* [EXERCISE DETAILS] What is wanted is an exact copy of all the entries.
(DATA begins)
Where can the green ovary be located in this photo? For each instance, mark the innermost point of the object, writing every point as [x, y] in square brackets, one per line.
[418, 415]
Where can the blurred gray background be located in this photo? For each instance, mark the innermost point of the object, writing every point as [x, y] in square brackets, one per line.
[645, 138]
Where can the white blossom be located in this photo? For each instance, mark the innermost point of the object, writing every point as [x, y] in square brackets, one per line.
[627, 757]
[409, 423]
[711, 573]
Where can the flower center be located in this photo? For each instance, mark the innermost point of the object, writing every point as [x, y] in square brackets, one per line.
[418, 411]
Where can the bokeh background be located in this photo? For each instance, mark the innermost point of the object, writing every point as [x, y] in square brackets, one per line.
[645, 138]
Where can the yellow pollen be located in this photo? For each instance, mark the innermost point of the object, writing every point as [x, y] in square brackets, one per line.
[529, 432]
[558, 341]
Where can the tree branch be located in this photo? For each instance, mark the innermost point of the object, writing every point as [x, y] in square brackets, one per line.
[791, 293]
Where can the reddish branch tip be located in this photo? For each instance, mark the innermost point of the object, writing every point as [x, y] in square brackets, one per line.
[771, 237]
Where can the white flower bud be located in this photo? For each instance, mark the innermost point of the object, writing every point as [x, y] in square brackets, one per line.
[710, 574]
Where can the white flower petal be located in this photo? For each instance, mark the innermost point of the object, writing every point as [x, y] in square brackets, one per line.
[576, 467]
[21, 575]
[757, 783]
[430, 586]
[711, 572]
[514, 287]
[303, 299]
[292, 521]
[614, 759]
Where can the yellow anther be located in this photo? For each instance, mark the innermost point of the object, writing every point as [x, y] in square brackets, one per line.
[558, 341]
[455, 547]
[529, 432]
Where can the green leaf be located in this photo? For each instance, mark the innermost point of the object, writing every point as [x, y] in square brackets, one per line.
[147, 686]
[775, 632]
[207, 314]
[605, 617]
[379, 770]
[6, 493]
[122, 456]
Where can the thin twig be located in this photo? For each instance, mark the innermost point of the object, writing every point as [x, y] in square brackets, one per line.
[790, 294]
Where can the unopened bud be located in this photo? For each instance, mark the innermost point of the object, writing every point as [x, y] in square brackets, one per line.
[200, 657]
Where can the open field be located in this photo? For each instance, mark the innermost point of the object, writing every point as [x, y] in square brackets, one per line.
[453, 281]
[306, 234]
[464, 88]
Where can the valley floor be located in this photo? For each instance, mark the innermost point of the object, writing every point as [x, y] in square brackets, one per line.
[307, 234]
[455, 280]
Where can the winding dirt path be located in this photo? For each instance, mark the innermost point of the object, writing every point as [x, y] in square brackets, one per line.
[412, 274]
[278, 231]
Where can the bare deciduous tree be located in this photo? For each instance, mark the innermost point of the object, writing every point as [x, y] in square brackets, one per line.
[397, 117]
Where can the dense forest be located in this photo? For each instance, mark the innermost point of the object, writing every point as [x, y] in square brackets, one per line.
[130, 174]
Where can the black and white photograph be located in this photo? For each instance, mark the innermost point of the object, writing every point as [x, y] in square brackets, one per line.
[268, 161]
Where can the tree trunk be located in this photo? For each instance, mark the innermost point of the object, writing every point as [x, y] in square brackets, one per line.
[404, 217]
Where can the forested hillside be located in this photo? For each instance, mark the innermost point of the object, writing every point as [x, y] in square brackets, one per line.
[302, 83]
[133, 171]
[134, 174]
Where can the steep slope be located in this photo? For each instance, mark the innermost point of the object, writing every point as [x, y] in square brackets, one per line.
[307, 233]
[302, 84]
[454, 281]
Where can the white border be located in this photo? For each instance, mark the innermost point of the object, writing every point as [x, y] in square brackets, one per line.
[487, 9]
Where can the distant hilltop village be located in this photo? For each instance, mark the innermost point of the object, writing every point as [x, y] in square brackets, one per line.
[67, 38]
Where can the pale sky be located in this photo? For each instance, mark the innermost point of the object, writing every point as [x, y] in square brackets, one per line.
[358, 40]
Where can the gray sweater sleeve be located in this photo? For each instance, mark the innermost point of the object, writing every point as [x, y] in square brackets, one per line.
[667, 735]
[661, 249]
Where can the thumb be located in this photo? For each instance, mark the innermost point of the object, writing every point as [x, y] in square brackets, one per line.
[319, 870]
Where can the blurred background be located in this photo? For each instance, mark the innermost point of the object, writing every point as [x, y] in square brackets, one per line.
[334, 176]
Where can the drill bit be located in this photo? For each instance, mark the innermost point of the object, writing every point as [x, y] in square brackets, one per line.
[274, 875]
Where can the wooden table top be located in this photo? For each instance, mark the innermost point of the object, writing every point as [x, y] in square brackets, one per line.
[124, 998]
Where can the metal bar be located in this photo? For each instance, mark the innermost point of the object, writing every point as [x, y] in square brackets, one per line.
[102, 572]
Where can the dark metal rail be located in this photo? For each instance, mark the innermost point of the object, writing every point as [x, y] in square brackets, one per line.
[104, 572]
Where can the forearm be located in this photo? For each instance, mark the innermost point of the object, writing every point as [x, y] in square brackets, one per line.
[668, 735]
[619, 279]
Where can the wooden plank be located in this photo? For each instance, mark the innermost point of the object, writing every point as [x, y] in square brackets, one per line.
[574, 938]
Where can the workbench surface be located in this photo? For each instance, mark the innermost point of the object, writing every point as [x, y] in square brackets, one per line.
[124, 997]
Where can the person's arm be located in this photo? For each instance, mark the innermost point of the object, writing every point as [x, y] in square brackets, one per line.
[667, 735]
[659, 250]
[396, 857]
(DATA ends)
* [EXERCISE SOLUTION]
Where can the green ovary be located in this photo? For each instance, mark the innermost point of the object, writing every point as [x, y] in square brackets, one per line.
[418, 415]
Where can the blurred gray background be located in this photo? For each instance, mark the innermost point of the object, writing every point as [x, y] in square brackets, one per line.
[645, 138]
Where can the white blossom be located in this photo? For each instance, mark the innermost point of the object, writing every point as [x, y] in square brackets, one per line.
[627, 757]
[409, 423]
[711, 573]
Where can the flower center be located in this photo? For each instance, mark the innermost point of the object, writing every point as [x, y] in square brackets, one per line.
[418, 411]
Where can the bokeh background be located in this photo? For each instance, mark the innermost point of the object, writing every point as [x, y] in square brackets, one per line.
[645, 138]
Where can the yellow pollen be located in this photo? For each instance, mark the innermost point of the object, writing every point as [x, y] in square brackets, one per line.
[529, 432]
[558, 341]
Where can the tree branch be located in this photo? For each instance, mark the innermost point of the object, writing every point as [x, y] in square brackets, one per line.
[791, 293]
Where can the reddish branch tip be located in this photo? For each instance, mark the innermost point of the object, writing every point as [x, y] in square brackets, one per line.
[771, 237]
Where can the white flower bud be located in this photo? For each instance, mark the innermost point of the object, writing every point as [x, y] in square brackets, one per line.
[710, 574]
Where can the white flower petal be located in this photo? For each instance, mark the innermost point of the object, writing every point as [x, y] in square brackets, one per line.
[576, 467]
[21, 575]
[757, 783]
[430, 586]
[711, 572]
[514, 287]
[303, 299]
[292, 521]
[614, 759]
Where can the yellow anther be located in this photo? For each instance, mark the innermost point of the object, writing every point as [x, y] in square brackets, one per line.
[558, 341]
[455, 547]
[529, 432]
Where can the green leaf be located in this photo? For each instance, mark the innermost point of the object, writing every point as [x, y] in square brackets, one per line.
[147, 686]
[775, 632]
[207, 314]
[605, 617]
[379, 770]
[6, 493]
[122, 456]
Where can the thin twig be located in this photo? For each instance, mark the innermost point of the object, writing every point as [x, y] in square brackets, one per line.
[790, 294]
Where can the unopened bud be located in this photo? For each instance, mark the innermost point of the object, writing every point as [x, y] in square brackets, one per line.
[200, 657]
Where can the open field be located in this photo? For each instance, mark the innermost point of the object, writing every point as [x, y] in square brackets, one per line.
[453, 281]
[306, 234]
[464, 88]
Where can the valley floor be located in this photo? For each instance, mark the innermost point of the object, writing every point as [x, y] in square brackets, one per line.
[307, 234]
[455, 280]
Where can the winding dirt path be located in this photo? For each instance, mark the innermost point of the object, writing every point as [x, y] in square brackets, one per line.
[412, 274]
[278, 231]
Where can the bare deciduous tree be located in this photo? For each instance, mark the innermost point of the object, writing every point as [x, y] in square brackets, one per line.
[397, 117]
Where can the dense forest be located in this photo? For each instance, mark the innermost point of the object, writing every point as [x, y] in square brackets, one per line.
[130, 174]
Where can the black and white photograph be located in this photo? For each instance, mark the innermost point of the object, writing every point as [x, y] in square brackets, one per line.
[268, 161]
Where can the tree trunk be located in this photo? For each instance, mark the innermost point of the object, writing every point as [x, y] in square brackets, one per line.
[404, 217]
Where can the forested hillside be located in this photo? For each instance, mark the innermost point of the object, writing every point as [x, y] in square brackets, one per line.
[302, 83]
[133, 171]
[134, 174]
Where can the steep slope be located in this photo? For each instance, mark the innermost point of the object, writing every point as [x, y] in square brackets, one per line.
[307, 233]
[302, 84]
[454, 281]
Where can the white border be located in this photo? For each instance, mark the innermost point of the object, writing every point as [x, y] in square brackets, one per line.
[487, 9]
Where can the distant hilltop village be located in this photo? For each instance, mark the innermost point of the object, writing every point as [x, y] in square brackets, one per line.
[67, 38]
Where can the pale sky be located in this photo? For each instance, mark the innermost point of the object, writing every point as [x, y] in square brackets, one per line.
[358, 40]
Where can the gray sweater sleeve be located in this photo? For each instance, mark the innermost point of the object, writing every point as [x, y] in square brackets, one per line.
[667, 735]
[661, 249]
Where can the thumb be located in this photo? For each instance, mark the innermost point of the object, writing every point as [x, y] in square brackets, one per line.
[319, 870]
Where can the blurred background be located in this photo? For each instance, mark the innermost point of the object, writing every point as [x, y] in square brackets, one per line.
[334, 176]
Where can the drill bit be located in this photo? For each instance, mark the innermost point of the object, writing every point as [x, y] in square brackets, one per line.
[274, 875]
Where can the wooden table top be located in this photo? For each instance, mark the innermost point of the object, writing every point as [x, y] in square brackets, one per line.
[124, 998]
Where can the metal bar be located in this photo? For each instance, mark the innermost point of the object, writing every point as [x, y] in square brackets, one per line.
[102, 572]
Where can the dark metal rail be located in this photo? For each instance, mark the innermost point of the object, writing every point as [x, y] in square brackets, one per line.
[104, 572]
Where can the forearm be located in this photo? For each instance, mark the innermost point of the object, writing every point as [x, y] in square brackets, one per line.
[668, 735]
[619, 279]
Where can the wooden plank be located in this photo? For each instance, mark the innermost point of the object, writing every point as [x, y] in square brackets, one per line.
[574, 938]
Where can the workbench surface be located in this photo? For each instance, mark the innermost point of the object, writing every point as [x, y] in square brackets, one per line.
[124, 997]
Where can the person's arm be located in this photo? For each instance, mark the innermost point of the object, writing every point as [x, y] in square brackets, one per line.
[667, 735]
[659, 250]
[396, 857]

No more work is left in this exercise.